▶ _AUFGABEN_
(a) Welche Personen werden im Artikel über die Ledertapete auf Schloss Moritzburg namentlich genannt?
(b) Schreibe den Artikel über die Ledertapete auf Schloss Moritzburg im Anschluss an seinen letzten Satz weiter.

Von Sven Görner
Ihre Schuhe haben sie fein säuberlich an der Tür abgestellt. Nur auf Socken bewegen sie Schlossrestauratorin Gabriele Hilsky und ihr Kollege Andreas Schulz vom Landesamt für Denkmalpflege durch das Zimmer. Denn auf dem Fußboden des als Damenbildniszimmer bekannten Raumes liegt unter einem großen Aluminiumrahmen die Ledertapete für die Fensterfront.
Rund 300 Jahre ist sie alt und stammt, wie noch einige andere auf Schloss Moritzburg, aus Venedig. In den vergangenen Jahren wurde die aus etwa 45 mal 65 Zentimeter großen Ziegenhäuten gefertigte Wandbespannung restauriert. „Ab September sollen die Besucher das Zimmer bei ihrem Schlossrundgang wieder besichtigen können“, sagt Hilsky. Die Gemälde, die ihm seinen Namen gaben, wird man dann allerdings vergebens suchen. Künftig sollen die Besucher dort vor allem die Ledertapeten bewundern können.

▶ _ROHDATEN_
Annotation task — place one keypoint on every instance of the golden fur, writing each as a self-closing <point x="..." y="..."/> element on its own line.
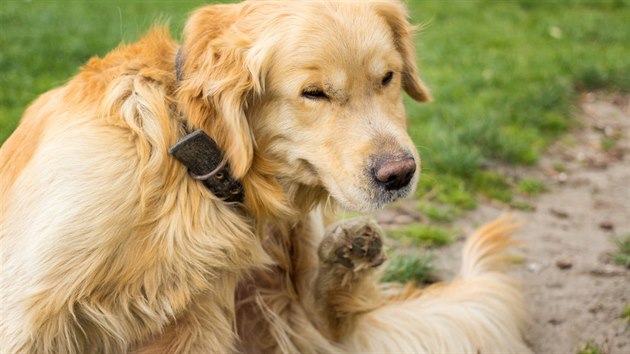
<point x="108" y="246"/>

▶ _ANTWORTEN JE AUFGABE_
(a) Sven Görner, Gabriele Hilsky, Andreas Schulz

(b)
Doch nicht nur das. „Da wir in diesem Zimmer gleichzeitig die original erhaltene Holzpaneele zeigen, kann der Besucher hier einen Eindruck gewinnen, wie es im Barock im Schloss ausgesehen hat“, erzählt Schulz. Ursprünglich hing die jetzt restaurierte Ledertapete allerdings im Obergeschoss und kam erst am Ende des 19. Jahrhunderts an ihren jetzigen Ort. „Insgesamt waren einmal 60 Räume von Schloss Moritzburg mit Leder bespannt“, sagt der Restaurator. In den 1930er-Jahren wurde dann ein erheblicher Teil an den Wawel in Krakow (Krakau) verkauft. Dort schmücken sie sieben Säle. Schwere Schäden und Verluste gab es am Ende des Zweiten Weltkrieges. Riesige Schnitte, ganze Teile fehlten.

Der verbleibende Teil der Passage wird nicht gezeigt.